[begin DOCUMENT SEGMENT]

Fourth, we grouped and counted keywords per user and listed all of their tweets
def add_word_count(row):
word_freq = Counter(row["key_word_list"])
common_words = word_freq.most_common(50)
df = pandas.DataFrame(common_words, columns = ['Word', 'Count'])
df["handle"] = row["handle"]
return df[["handle","Word","Count"]]
The last major step was to group all the keywords by Twitter handle and to gather all the keywords from each tweet into one array to count. Finally, we used a Counter to count the keywords and then find the 50 most frequently used words per legislator, which we used to create a new data frame and CSV file.
Handle | Word | Count |
---|---|---|
AustinScottGA08 | today | 496 |
AustinScottGA08 | thank | 361 |
AustinScottGA08 | georgia | 292 |
AustinScottGA08 | day | 276 |
AustinScottGA08 | more | 274 |
This is a snippet of what our word_count.csv file looks like. On the far left is Rep. Austin Scott's Twitter handle. In the middle are five of his top 50 frequently used keywords. Finally, on the far right is how many times each word was used in our time frame.
CSV Files:
Because the CSV files were too large to upload to GitHub, we uploaded them onto Google Drive which can be accessed through these links:
The figures above illustrate that the 50 most common words used by the two parties correspond to the party's respective political ideologies. For instance, we find that the Democrats frequently use words like "health", "protect" and "women". This was expected since the Democratic party's policies aim to reduce the gender pay gap and increase female representation (Horowitz, 2020) and of providing healthcare coverage to Americans (Dunn, 2019). Similarly, we find that Republicans are more likely to use words such as "border" and "business". These words are very consistent with the Republican party's known emphasis on border security (Oliphant & Cerda, 2022) and their economic belief that business is key to a strong economy (Furhmann, 2022).

[end DOCUMENT SEGMENT]
[begin RECORDS FOR THE EXERCISE]

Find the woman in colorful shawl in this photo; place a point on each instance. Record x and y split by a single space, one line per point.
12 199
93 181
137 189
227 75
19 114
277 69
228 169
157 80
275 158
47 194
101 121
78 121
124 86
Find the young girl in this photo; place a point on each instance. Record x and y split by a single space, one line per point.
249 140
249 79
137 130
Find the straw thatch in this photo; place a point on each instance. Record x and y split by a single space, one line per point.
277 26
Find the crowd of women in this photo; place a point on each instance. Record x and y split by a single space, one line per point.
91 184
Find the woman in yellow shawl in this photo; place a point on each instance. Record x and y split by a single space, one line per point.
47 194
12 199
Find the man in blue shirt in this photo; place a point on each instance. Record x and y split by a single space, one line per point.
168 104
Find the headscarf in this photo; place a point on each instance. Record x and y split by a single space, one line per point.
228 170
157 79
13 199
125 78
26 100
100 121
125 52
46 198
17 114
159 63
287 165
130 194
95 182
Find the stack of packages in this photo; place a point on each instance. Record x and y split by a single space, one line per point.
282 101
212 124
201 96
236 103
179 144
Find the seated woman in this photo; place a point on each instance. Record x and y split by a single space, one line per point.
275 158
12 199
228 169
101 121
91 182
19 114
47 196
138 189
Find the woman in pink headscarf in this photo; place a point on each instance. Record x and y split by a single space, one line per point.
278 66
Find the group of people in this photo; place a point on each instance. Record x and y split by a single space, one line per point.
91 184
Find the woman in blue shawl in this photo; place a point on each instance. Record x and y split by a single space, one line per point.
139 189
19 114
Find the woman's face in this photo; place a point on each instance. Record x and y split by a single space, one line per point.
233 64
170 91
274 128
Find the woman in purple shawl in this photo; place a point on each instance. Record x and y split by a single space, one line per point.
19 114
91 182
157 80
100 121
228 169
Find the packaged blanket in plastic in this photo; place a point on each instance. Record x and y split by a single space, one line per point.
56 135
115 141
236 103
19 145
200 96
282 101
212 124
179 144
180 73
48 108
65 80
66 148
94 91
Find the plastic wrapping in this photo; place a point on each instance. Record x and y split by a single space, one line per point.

[end RECORDS FOR THE EXERCISE]

REQUESTS
a – Reproduce the section of the keyword-count write-up word for word, starting with "df = pandas.DataFrame(common_words, columns" and going on through "our time frame.".
b – Identify every line in the entries that contains the string "blue", treating case as significant, and copy each such line out in full.

TASK RESULTS
a –
df = pandas.DataFrame(common_words, columns = ['Word', 'Count'])
df["handle"] = row["handle"]
return df[["handle","Word","Count"]]
The last major step was to group all the keywords by Twitter handle and to gather all the keywords from each tweet into one array to count. Finally, we used a Counter to count the keywords and then find the 50 most frequently used words per legislator, which we used to create a new data frame and CSV file.
Handle | Word | Count |
---|---|---|
AustinScottGA08 | today | 496 |
AustinScottGA08 | thank | 361 |
AustinScottGA08 | georgia | 292 |
AustinScottGA08 | day | 276 |
AustinScottGA08 | more | 274 |
This is a snippet of what our word_count.csv file looks like. On the far left is Rep. Austin Scott's Twitter handle. In the middle are five of his top 50 frequently used keywords. Finally, on the far right is how many times each word was used in our time frame.

b –
Find the man in blue shirt in this photo; place a point on each instance. Record x and y split by a single space, one line per point.
Find the woman in blue shawl in this photo; place a point on each instance. Record x and y split by a single space, one line per point.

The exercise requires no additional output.